Transcribe the records below exactly as they appear.

-------- Records supplied --------

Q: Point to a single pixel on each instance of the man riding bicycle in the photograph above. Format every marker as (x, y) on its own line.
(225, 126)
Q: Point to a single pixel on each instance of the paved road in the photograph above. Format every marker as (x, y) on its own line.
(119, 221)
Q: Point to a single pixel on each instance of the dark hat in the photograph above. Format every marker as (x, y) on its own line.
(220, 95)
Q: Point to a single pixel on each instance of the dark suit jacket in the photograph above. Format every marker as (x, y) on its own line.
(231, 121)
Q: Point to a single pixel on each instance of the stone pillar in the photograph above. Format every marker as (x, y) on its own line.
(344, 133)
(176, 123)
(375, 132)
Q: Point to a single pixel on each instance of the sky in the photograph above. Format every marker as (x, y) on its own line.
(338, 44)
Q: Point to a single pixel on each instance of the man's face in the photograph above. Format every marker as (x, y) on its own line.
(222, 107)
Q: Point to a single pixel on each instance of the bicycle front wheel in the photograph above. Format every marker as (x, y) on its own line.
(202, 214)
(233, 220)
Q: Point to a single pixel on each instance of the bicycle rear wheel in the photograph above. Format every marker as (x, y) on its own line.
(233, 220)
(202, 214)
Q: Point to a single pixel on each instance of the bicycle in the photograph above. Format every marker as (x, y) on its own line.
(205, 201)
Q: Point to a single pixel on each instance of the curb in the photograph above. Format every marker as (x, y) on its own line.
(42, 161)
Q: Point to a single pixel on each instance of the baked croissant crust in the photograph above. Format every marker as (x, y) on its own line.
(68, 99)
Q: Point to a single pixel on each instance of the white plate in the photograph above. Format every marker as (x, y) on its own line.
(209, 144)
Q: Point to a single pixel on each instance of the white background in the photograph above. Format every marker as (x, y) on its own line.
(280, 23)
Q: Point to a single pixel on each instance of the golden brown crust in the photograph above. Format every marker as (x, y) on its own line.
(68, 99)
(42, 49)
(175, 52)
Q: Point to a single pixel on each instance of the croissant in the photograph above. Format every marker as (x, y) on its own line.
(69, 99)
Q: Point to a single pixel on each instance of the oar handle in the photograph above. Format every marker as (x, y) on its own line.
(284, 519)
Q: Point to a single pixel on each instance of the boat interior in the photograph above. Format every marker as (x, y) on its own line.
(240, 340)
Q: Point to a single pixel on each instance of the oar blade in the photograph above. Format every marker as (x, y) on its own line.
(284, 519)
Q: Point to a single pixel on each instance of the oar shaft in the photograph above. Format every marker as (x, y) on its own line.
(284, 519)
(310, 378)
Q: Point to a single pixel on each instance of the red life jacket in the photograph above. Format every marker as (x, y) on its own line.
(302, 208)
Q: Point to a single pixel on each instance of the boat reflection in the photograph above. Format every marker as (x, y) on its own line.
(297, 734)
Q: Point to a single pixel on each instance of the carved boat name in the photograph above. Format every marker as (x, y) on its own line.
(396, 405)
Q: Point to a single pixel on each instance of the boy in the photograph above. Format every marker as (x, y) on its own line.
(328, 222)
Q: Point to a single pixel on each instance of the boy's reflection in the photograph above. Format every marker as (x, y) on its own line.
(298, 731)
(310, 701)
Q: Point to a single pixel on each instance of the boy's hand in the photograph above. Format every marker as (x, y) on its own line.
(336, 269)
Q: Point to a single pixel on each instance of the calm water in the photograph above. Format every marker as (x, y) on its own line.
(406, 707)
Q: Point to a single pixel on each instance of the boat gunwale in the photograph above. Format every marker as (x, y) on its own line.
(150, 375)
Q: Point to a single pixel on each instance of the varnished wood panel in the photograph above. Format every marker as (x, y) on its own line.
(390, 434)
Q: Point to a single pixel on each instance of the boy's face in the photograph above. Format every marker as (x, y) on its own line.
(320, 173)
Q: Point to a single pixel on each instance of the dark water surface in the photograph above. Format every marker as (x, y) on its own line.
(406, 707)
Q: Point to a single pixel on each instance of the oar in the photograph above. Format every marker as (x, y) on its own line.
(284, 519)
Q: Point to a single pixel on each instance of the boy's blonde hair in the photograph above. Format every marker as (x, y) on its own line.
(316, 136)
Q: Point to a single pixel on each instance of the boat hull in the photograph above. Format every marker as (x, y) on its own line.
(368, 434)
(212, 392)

--------

__Complete output__
Q: Point to a single pixel on each instance of the man riding bicycle in the photograph above. Format every marker as (x, y) on its own line.
(225, 126)
Q: Point to a single pixel on each instance of the paved road in the photograph above. Format every marker as (x, y) on its own line.
(119, 221)
Q: Point to a single pixel on each instance of the dark hat in the photograph above. Format every marker as (x, y) on its own line.
(220, 95)
Q: Point to a single pixel on each instance of the dark suit jacket in the photograph above. Format every marker as (x, y) on its own line.
(231, 121)
Q: Point to a single pixel on each instance of the stone pillar in the photograph above. Format every marker as (x, y) on its own line.
(344, 133)
(176, 123)
(375, 132)
Q: Point to a single pixel on each instance of the sky in the photograph above. Format every marker as (x, y) on its own line.
(338, 44)
Q: Point to a single pixel on each instance of the man's face in the photograph above. Format every marker as (x, y) on its own line.
(222, 107)
Q: Point to a single pixel on each instance of the bicycle front wheel in the photograph above. Format every marker as (x, y) on its own line.
(202, 214)
(233, 220)
Q: Point to a single pixel on each instance of the bicycle rear wheel in the photograph above. Format every marker as (x, y) on its own line.
(233, 220)
(202, 214)
Q: Point to a single pixel on each instance of the bicycle in the photograph above. Format every marker as (x, y) on its own line.
(205, 201)
Q: Point to a single pixel on each instance of the curb in the photograph above. Format every marker as (x, y) on its own line.
(42, 161)
Q: Point to a single pixel on each instance of the baked croissant crust in the photograph above. Format every marker as (x, y) on its own line.
(68, 99)
Q: Point to a single pixel on each instance of the white plate in the photograph above. Format every marker as (x, y) on its own line.
(209, 144)
Q: Point to a single pixel on each instance of the white background in the photograph above. Format every marker as (x, y) on its own line.
(280, 23)
Q: Point to a single pixel on each instance of the golden brown crust in the photograph above. Format every marker as (x, y) on its own line.
(68, 99)
(42, 49)
(175, 52)
Q: Point to a single pixel on each instance of the croissant in the photograph above. Format every marker as (x, y) on its own line.
(69, 99)
Q: Point to a single pixel on each instance of the oar handle in the photograph above. Format every marker as (x, y) on its own line.
(284, 519)
Q: Point to a single pixel on each instance of the boat interior in the photograph above. Format every marker as (x, y) on its own line.
(240, 340)
Q: Point to a single pixel on each instance of the oar blade in the photograph above. Format every marker as (x, y) on its own line.
(284, 519)
Q: Point to a single pixel on each instance of the oar shaft in the photograph above. Format every marker as (x, y) on its own line.
(284, 519)
(310, 378)
Q: Point to a single pixel on each instance of the red life jacket in the photograph above. Format every marker as (x, y) on its own line.
(302, 208)
Q: Point to a single pixel on each instance of the boat reflection in the photograph above. Format every marker as (x, y) on its own line.
(297, 734)
Q: Point to a single pixel on each instance of the carved boat name in the photograph above. Format every marker as (x, y) on its own line.
(396, 405)
Q: Point to a single pixel on each instance of the boy in the photograph above. Format every marker as (x, y) on its own line.
(328, 222)
Q: Point to a single pixel on each instance of the boy's reflection in the photograph above. Format every marker as (x, y) on its own line.
(298, 731)
(310, 701)
Q: Point to a single pixel on each instance of the boy's hand in the photograph above. Format every marker as (x, y) on its own line.
(336, 269)
Q: Point to a single pixel on each instance of the calm water in the photograph above. Format every marker as (x, y) on its own line.
(406, 707)
Q: Point to a single pixel on each instance of the boat gunwale in the photograph above. Format every marker as (x, y) on its own line.
(150, 375)
Q: Point to a single pixel on each instance of the varnished wood panel in the photograph above. Format every marker as (x, y) on its own line.
(390, 434)
Q: Point to a single pixel on each instance of the boy's face in the photograph above. Format every marker as (x, y) on its own line.
(320, 173)
Q: Point to a single pixel on each instance of the dark water surface in the photograph above. Format every marker as (x, y) on its own line.
(406, 707)
Q: Point to a single pixel on each instance of the oar in the photograph above. Format every marker as (x, y) on its own line.
(284, 519)
Q: Point to a single pixel on each instance of the boy's blonde hair in the photograph above. Format every marker as (x, y) on its own line.
(316, 136)
Q: Point to a single pixel on each instance of the boat hull in the photograph above. Format every marker as (x, y) on its own line.
(368, 434)
(212, 392)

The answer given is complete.